**What is expected:** Report every line in the records below that contains the string "windshield".

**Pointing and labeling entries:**

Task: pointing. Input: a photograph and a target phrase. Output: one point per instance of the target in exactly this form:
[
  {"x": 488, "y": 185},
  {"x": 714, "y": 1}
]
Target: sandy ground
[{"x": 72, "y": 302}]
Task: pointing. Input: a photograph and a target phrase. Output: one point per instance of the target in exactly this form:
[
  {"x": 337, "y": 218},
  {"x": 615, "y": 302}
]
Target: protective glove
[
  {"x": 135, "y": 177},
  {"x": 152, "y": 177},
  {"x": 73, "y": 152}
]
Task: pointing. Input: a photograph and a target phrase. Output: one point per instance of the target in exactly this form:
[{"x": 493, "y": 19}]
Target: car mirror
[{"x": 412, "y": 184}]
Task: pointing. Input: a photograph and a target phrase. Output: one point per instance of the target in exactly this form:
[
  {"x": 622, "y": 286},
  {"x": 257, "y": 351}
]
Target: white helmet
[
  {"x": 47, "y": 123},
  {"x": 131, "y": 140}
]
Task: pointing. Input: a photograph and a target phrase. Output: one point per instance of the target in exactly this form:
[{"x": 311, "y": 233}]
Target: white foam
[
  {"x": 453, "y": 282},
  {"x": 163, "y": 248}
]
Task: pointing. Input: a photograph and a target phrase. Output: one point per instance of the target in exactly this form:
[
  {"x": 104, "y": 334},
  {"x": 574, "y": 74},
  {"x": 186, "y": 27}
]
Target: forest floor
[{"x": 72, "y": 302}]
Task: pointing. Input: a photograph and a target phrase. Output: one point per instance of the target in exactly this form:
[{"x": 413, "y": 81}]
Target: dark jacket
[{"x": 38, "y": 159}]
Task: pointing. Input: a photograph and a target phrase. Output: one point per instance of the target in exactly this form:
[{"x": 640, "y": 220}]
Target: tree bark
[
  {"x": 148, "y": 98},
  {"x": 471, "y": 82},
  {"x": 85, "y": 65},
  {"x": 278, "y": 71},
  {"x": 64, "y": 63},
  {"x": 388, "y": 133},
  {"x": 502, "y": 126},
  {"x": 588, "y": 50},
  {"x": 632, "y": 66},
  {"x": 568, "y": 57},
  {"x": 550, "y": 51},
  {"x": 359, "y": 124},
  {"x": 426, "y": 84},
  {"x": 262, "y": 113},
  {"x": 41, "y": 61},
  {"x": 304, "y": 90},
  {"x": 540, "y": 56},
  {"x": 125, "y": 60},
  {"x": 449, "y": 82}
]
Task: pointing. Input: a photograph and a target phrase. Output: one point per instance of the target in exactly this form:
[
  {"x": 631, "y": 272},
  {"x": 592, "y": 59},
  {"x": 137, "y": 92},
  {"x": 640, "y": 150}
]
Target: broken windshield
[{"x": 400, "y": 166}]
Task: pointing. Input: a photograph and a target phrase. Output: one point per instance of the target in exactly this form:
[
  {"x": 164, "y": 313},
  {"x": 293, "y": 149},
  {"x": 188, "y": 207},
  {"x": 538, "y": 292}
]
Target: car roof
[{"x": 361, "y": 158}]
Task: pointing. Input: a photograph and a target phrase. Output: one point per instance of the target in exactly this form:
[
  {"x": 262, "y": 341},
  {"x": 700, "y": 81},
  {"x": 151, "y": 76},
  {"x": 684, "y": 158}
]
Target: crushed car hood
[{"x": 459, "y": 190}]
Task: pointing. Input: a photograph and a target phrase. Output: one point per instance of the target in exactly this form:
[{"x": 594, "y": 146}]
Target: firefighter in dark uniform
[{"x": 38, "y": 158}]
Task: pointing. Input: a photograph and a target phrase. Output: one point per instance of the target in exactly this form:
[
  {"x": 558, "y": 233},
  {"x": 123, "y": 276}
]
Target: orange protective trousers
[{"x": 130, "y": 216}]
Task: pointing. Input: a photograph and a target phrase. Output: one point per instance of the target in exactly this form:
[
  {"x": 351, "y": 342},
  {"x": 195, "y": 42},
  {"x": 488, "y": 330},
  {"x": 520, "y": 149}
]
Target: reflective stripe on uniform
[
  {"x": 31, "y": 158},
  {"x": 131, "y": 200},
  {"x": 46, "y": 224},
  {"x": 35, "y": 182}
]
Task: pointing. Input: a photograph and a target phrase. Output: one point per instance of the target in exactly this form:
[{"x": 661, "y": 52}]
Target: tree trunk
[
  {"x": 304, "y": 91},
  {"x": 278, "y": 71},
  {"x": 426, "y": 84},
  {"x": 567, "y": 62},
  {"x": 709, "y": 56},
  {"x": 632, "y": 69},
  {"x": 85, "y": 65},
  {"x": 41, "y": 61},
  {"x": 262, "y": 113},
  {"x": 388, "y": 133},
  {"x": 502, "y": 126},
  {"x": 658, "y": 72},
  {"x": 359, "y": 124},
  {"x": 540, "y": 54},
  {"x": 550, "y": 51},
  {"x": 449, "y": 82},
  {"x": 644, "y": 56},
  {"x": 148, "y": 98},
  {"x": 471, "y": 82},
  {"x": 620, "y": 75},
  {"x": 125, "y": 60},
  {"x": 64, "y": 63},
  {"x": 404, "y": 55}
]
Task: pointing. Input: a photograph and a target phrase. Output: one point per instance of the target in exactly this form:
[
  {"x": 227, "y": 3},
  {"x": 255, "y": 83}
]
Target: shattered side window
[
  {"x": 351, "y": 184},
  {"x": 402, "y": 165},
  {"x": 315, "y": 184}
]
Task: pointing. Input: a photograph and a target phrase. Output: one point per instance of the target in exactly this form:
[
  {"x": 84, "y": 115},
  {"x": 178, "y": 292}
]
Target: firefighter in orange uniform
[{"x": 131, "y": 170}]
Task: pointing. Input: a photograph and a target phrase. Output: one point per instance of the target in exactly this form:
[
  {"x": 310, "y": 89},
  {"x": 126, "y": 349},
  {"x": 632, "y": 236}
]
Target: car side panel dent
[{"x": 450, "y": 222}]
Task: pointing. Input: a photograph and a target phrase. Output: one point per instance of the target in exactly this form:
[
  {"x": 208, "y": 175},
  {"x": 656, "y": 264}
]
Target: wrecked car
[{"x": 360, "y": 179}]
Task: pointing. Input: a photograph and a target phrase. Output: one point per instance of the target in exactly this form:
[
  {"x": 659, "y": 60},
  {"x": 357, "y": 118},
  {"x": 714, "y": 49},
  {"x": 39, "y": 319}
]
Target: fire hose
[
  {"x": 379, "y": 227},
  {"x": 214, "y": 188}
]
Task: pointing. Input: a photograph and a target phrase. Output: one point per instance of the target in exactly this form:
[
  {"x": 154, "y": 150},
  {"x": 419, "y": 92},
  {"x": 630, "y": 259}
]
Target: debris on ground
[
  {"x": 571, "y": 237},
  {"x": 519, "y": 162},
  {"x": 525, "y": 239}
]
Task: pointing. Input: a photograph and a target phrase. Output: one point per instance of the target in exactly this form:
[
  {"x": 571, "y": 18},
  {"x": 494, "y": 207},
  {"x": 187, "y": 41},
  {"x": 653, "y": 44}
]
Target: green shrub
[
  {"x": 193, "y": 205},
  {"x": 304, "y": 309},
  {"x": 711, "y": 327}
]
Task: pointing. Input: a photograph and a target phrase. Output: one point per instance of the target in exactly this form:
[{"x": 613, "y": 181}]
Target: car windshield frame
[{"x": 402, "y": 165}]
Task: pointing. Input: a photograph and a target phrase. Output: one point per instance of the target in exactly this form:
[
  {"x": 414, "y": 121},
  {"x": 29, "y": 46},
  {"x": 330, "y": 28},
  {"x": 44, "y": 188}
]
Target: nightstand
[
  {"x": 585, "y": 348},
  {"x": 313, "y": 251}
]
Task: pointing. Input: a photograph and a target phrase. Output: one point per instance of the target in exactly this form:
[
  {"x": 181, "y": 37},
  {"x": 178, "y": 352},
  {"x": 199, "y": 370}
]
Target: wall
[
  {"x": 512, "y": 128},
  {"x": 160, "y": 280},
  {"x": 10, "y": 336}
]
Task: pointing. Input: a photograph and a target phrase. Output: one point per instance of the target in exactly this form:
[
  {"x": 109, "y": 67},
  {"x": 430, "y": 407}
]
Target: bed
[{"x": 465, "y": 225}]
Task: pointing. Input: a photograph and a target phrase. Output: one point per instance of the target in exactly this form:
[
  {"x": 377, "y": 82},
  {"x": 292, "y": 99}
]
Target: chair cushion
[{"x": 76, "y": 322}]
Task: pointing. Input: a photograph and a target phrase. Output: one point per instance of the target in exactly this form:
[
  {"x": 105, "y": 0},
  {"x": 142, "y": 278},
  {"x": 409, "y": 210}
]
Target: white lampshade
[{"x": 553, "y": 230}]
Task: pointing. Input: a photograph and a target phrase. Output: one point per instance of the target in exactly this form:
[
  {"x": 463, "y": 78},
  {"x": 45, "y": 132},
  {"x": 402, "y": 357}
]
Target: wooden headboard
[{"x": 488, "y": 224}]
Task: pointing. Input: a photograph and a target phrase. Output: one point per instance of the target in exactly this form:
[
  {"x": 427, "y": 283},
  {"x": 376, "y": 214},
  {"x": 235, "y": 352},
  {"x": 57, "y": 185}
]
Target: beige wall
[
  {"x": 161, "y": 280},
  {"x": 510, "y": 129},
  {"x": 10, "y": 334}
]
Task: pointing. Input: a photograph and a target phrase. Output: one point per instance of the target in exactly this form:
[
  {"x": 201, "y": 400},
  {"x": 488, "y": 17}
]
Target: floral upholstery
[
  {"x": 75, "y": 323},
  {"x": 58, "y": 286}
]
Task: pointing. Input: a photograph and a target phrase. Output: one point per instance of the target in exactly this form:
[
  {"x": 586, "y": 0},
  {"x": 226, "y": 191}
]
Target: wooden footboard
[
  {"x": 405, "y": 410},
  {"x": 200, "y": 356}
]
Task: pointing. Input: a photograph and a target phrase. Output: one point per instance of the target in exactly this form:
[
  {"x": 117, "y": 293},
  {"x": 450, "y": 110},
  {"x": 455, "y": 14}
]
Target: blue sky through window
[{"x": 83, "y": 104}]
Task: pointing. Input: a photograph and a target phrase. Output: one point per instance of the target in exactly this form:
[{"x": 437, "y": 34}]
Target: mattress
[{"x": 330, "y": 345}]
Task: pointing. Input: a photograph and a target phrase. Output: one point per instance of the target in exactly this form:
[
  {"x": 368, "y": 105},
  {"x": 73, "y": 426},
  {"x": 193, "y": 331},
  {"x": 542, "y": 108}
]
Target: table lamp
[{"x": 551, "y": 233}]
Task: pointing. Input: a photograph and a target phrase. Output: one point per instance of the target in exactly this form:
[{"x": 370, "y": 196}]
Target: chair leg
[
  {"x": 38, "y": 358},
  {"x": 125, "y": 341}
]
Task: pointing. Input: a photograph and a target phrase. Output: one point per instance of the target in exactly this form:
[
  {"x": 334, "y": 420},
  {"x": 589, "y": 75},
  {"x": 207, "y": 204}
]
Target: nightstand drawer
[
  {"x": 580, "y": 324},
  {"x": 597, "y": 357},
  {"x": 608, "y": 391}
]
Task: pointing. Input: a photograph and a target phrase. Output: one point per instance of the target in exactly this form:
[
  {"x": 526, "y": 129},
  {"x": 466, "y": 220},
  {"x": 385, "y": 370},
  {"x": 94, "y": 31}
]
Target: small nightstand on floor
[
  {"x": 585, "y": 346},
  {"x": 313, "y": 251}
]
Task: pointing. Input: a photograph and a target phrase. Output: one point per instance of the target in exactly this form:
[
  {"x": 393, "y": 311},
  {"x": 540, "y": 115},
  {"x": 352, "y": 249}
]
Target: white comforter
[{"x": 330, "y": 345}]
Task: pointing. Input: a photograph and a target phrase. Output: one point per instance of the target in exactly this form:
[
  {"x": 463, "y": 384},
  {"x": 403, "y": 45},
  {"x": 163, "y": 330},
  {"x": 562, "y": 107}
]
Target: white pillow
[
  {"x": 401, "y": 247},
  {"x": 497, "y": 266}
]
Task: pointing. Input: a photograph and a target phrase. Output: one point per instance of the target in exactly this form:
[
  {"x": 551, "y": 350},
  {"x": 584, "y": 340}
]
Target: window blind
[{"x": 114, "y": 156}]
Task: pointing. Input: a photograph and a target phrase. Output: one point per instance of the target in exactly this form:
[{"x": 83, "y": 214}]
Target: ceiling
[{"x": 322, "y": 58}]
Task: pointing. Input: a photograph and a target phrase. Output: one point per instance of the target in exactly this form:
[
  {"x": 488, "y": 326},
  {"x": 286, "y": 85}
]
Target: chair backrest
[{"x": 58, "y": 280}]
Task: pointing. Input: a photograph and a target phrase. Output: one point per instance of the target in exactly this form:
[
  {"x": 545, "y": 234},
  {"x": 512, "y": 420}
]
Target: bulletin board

**Answer below:**
Target: broken windshield
Target: car windshield frame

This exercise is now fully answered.